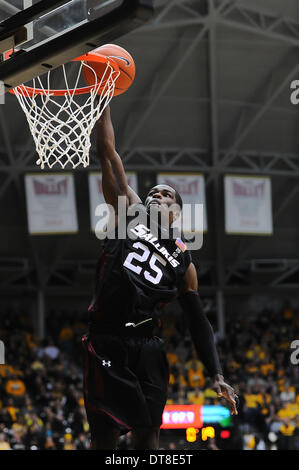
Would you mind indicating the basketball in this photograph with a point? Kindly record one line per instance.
(126, 67)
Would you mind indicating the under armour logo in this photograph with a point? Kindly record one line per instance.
(106, 363)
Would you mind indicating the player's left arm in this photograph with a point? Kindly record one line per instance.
(203, 336)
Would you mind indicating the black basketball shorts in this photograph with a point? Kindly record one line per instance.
(125, 381)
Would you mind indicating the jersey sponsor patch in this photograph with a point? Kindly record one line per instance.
(181, 245)
(143, 232)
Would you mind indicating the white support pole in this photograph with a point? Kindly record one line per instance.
(40, 315)
(220, 313)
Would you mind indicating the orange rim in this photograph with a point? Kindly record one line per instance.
(88, 57)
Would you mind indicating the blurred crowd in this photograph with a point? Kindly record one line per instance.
(41, 382)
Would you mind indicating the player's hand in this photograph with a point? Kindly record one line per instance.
(226, 391)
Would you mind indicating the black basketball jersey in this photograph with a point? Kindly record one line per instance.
(136, 275)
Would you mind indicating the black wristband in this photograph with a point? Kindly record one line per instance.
(201, 332)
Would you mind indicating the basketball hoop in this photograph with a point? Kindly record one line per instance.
(60, 124)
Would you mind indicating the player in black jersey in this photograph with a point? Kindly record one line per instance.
(126, 371)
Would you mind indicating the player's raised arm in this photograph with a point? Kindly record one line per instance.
(203, 337)
(114, 179)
○ ○ ○ ○
→ **Written problem**
Could you update the data starting at the line that contains "Would you mind indicating the jersey" and ending at the end of the data, replacing "Kindly record" with "Please give" and leaving everything else unchanged? Return only those lines.

→ **Expected answer**
Would you mind indicating the jersey sponsor patch in this photograph with a point? Please give one line per instance.
(181, 245)
(143, 232)
Would you mind indicating the white support pole in this photograph with a point? Please give one line per instance.
(40, 315)
(220, 313)
Would you mind indicating the orange rim in this photograph with a point? Please give one line per instance.
(88, 57)
Would you mind indicating the blurred crowd in this photograph with a point? Please give one line per instance.
(41, 382)
Would you mind indicating the player's hand in this photograph with a point? Please give one line per instance.
(226, 391)
Would you mind indicating the black basketball jersey in this photograph with a point? Please give one line per instance.
(136, 275)
Would you mind indicating the black wristband in this photograph with a point? Please give one line per instance.
(201, 332)
Would you mind indicating the basketball hoop in this photograph with a point? Please give one line per instance.
(60, 124)
Would you mind indicating the player in black jersey in this photograph with a point? Please give one line per instance.
(126, 371)
Would you mind indicating the player's raised arm in this photograph with a point? Please give one line per instance.
(203, 337)
(114, 179)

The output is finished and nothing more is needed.